ASSIGNMENT: Each line below has to be output exactly, from first to last.

(Source records)
-- -- --

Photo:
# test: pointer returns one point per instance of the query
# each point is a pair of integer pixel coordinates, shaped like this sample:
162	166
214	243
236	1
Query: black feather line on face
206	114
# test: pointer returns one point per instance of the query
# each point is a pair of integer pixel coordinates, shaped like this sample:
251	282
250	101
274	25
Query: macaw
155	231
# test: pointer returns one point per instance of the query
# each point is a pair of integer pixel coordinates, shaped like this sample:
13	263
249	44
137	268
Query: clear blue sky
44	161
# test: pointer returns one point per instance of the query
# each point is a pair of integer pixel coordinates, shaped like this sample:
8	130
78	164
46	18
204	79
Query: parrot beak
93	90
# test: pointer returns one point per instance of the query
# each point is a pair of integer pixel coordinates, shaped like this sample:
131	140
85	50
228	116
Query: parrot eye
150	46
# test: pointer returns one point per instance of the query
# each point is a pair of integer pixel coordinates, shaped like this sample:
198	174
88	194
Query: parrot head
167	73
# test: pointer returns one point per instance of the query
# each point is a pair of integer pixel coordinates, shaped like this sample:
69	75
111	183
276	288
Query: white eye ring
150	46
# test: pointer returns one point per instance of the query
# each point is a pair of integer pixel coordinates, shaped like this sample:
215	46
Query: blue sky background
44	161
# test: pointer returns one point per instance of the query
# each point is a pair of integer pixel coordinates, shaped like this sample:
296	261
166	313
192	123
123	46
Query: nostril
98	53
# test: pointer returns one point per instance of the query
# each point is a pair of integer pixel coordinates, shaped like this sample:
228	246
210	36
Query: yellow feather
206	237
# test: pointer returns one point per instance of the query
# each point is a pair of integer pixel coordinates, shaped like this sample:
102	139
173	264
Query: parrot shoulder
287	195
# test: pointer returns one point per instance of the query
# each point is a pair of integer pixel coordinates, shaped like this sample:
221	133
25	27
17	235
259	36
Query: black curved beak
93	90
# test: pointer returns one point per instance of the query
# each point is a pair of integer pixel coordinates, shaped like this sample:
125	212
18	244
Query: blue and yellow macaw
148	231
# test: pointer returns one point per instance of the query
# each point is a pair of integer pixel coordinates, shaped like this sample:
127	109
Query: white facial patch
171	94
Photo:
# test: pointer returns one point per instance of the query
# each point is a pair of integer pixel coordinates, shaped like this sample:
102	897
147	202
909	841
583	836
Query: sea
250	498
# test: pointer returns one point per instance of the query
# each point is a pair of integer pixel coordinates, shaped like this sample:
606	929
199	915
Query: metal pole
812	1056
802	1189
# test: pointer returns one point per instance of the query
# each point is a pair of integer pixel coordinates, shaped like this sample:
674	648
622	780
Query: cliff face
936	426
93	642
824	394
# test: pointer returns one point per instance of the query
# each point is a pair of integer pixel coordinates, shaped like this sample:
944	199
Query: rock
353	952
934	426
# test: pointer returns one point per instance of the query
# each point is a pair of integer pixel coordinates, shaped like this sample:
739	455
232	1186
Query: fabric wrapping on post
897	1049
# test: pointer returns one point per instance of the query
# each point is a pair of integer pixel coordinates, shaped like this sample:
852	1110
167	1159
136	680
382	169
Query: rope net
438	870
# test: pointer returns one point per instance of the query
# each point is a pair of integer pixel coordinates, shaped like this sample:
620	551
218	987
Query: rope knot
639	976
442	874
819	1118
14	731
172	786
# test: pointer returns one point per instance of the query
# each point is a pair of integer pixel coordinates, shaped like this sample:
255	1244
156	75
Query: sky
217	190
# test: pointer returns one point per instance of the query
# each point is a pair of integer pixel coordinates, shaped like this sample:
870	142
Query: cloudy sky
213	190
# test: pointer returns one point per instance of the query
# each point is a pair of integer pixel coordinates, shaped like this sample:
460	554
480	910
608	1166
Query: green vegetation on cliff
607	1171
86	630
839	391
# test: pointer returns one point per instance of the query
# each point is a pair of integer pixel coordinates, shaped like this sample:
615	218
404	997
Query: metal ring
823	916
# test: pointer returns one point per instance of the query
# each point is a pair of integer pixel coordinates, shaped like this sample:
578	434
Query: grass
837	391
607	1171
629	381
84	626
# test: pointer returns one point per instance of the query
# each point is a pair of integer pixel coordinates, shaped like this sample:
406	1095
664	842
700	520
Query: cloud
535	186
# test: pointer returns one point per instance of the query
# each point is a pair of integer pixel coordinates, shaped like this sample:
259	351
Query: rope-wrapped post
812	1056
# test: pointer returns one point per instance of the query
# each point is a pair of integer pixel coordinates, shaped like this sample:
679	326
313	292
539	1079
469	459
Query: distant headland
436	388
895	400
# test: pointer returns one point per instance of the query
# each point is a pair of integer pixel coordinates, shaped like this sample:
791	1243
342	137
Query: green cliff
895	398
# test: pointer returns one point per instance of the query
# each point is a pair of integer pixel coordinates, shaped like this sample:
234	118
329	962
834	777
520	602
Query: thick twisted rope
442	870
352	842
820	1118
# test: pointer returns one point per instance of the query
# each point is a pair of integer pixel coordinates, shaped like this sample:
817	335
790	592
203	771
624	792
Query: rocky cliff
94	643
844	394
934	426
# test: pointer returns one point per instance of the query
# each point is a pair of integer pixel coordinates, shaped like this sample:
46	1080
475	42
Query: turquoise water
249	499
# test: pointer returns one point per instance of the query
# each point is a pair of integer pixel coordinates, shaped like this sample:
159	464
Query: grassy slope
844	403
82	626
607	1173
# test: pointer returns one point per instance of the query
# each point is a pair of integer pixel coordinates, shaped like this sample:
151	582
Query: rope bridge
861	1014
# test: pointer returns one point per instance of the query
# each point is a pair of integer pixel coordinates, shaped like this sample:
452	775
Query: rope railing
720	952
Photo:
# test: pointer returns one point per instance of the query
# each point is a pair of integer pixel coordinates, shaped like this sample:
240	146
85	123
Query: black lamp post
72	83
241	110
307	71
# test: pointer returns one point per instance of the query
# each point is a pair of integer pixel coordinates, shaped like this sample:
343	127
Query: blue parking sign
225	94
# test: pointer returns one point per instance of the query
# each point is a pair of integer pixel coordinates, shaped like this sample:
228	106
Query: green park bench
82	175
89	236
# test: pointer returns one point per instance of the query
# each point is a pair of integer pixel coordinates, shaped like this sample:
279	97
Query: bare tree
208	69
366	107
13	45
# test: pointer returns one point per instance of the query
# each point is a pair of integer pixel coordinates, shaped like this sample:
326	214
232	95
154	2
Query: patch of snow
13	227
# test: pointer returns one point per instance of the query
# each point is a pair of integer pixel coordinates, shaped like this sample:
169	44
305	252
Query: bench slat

-- -- --

EXERCISE ANSWER:
Photo:
# test: pointer returns one point per instance of the query
# each point is a pair of integer pixel coordinates, shaped like this sample:
162	166
214	243
236	1
Query: black feather line on face
206	114
# test: pointer returns one point per instance of the query
# each point is a pair of integer pixel coordinates, shaped like this sample:
251	282
250	101
274	25
Query: macaw
155	231
# test: pointer returns one point per instance of the query
# each point is a pair of integer pixel coordinates, shaped like this sample:
13	263
249	44
137	268
Query: clear blue sky
44	161
# test: pointer returns one point per instance of the query
# each point is a pair of integer pixel coordinates, shaped like this sample:
8	130
78	164
46	18
204	79
Query: parrot beak
93	90
# test: pointer returns one point per instance of the query
# each point is a pair of integer pixel coordinates, shaped like this sample:
131	140
85	50
228	116
Query: parrot eye
150	46
# test: pointer returns one point per instance of the query
# each point is a pair of integer pixel coordinates, shaped like this sample:
198	174
88	194
Query: parrot head
167	73
# test: pointer returns one point per instance of the query
# each point is a pair of integer pixel coordinates, shaped like this sample:
69	75
111	183
276	288
Query: white eye ring
150	46
# test: pointer returns one point per instance of the query
# each point is a pair of integer pixel coordinates, shaped like this sample:
215	46
Query: blue sky background
44	161
# test: pointer returns one point per instance of the query
# each point is a pair of integer pixel coordinates, shaped like this sample:
296	261
166	313
192	123
123	46
Query: nostril
98	53
# test: pointer returns one point per instance of the query
# each point is a pair of integer pixel coordinates, shaped like this sample:
228	246
210	36
Query: yellow feather
206	237
# test: pointer returns one point per instance of the query
# each point is a pair of integer pixel coordinates, shaped like this sample:
102	139
173	264
Query: parrot shoulder
287	195
# test: pointer returns one point per instance of the query
# each point is a pair of integer pixel coordinates, shaped like this sample:
221	133
25	27
17	235
259	36
Query: black curved beak
93	90
# test: pointer returns one point per instance of the query
# each point is a pair of integer pixel coordinates, shaped like this sample:
125	212
18	244
Query: blue and yellow macaw
148	231
# test: pointer returns one point per instance of the query
# each point is a pair of integer pixel coordinates, shaped like this sample:
127	109
Query: white facial patch
171	94
Photo:
# test: pointer returns one point per instance of the query
# each point is a pair of integer pixel coordinates, shaped like this sample:
102	897
147	202
909	841
583	836
Query: sea
250	498
# test: pointer returns one point per instance of the query
# each point is a pair of integer pixel coordinates, shaped like this sample:
606	929
199	915
Query: metal pole
812	1056
802	1189
# test: pointer returns one point per instance of the query
# each point is a pair of integer pixel coordinates, shaped like this sample:
674	648
622	780
Query: cliff face
936	426
93	642
824	394
# test: pointer returns one point per instance of the query
# each point is a pair of integer pixel coordinates, shaped like this sample:
944	199
Query: rock
353	952
934	426
# test: pointer returns one point per instance of the query
# each point is a pair of integer pixel coordinates, shaped like this sample:
739	455
232	1186
Query: fabric wrapping on post
897	1049
# test: pointer returns one point per instance of the query
# each point is a pair of integer pixel coordinates, shaped like this sample:
852	1110
167	1159
136	680
382	169
Query: rope net
438	870
# test: pointer returns one point per instance of the query
# each point is a pair of integer pixel coordinates, shaped like this sample:
620	551
218	987
Query: rope knot
639	976
442	874
819	1118
14	731
172	786
# test: pointer returns one point per instance of the query
# each point is a pair of integer pixel coordinates, shaped like this sample:
255	1244
156	75
Query: sky
217	190
# test: pointer returns one point per instance of the query
# each point is a pair of integer pixel coordinates, shaped like this sample:
870	142
Query: cloudy sky
213	190
# test: pointer returns one point per instance of the query
# each point is a pair of integer pixel coordinates, shaped like this sample:
460	554
480	910
608	1166
Query: green vegetation on cliff
607	1171
86	630
839	391
# test: pointer returns one point per instance of the query
# each point is a pair of integer pixel coordinates, shaped like this sample:
615	218
404	997
Query: metal ring
823	916
# test: pointer returns one point per instance of the query
# each point is a pair of integer pixel coordinates, shaped like this sample:
578	434
Query: grass
837	391
607	1171
629	381
84	626
# test: pointer returns one point per instance of the query
# each point is a pair of integer pixel coordinates, shaped like this sample:
406	1095
664	842
700	520
Query: cloud
535	186
# test: pointer returns one point per instance of the query
# each point is a pair of integer pixel coordinates, shaped like this sample:
259	351
Query: rope-wrapped post
812	1056
# test: pointer returns one point per instance of the query
# each point is a pair of integer pixel coordinates, shaped like this sample:
679	326
313	292
539	1079
469	459
Query: distant headland
436	388
895	400
# test: pointer returns one point per instance of the query
# each point is a pair of integer pixel coordinates, shaped like this sample:
791	1243
342	137
Query: green cliff
895	398
# test: pointer returns one point per instance of the query
# each point is a pair of integer pixel coordinates, shaped like this sample:
234	118
329	962
834	777
520	602
Query: thick twisted rope
442	870
352	842
820	1118
# test: pointer returns one point per instance of the query
# each point is a pair of integer pixel coordinates, shaped like this sample:
817	335
790	592
203	771
624	792
Query: rocky cliff
94	643
844	394
934	426
# test: pointer returns one point per instance of the query
# each point is a pair of integer pixel coordinates, shaped like this sample:
46	1080
475	42
Query: turquoise water
249	499
# test: pointer returns one point per instance of the query
# each point is a pair of integer pixel coordinates, shaped like this sample:
159	464
Query: grassy slope
844	403
82	626
607	1173
# test: pointer returns one point per instance of the query
# each point is a pair of integer pixel coordinates, shaped like this sample:
151	582
Query: rope bridge
861	1014
# test: pointer returns one point per instance of the query
# each point is a pair of integer pixel coordinates, shaped like this sample:
452	775
Query: rope railing
720	952
Photo:
# test: pointer returns one point per instance of the query
# each point is a pair of integer pixel coordinates, shaped like this sample:
240	146
85	123
Query: black lamp post
72	83
241	110
307	71
# test: pointer returns one point per instance of the query
# each point is a pair of integer pixel coordinates, shaped like this sample:
343	127
Query: blue parking sign
225	94
# test: pointer returns one point per instance of the query
# each point is a pair of integer pixel coordinates, shaped like this sample:
228	106
Query: green park bench
82	175
89	236
# test: pointer returns one point per instance of the query
# each point is a pair of integer pixel coordinates, shaped like this sample:
279	97
Query: bare tree
208	69
366	107
13	45
# test: pointer returns one point per instance of the query
# each point is a pair of integer pixel coordinates, shaped like this sample:
326	214
232	95
154	2
Query: patch of snow
13	227
# test: pointer returns one point per instance of the query
# each point is a pair of integer pixel coordinates, shaped like this sample:
169	44
305	252
Query: bench slat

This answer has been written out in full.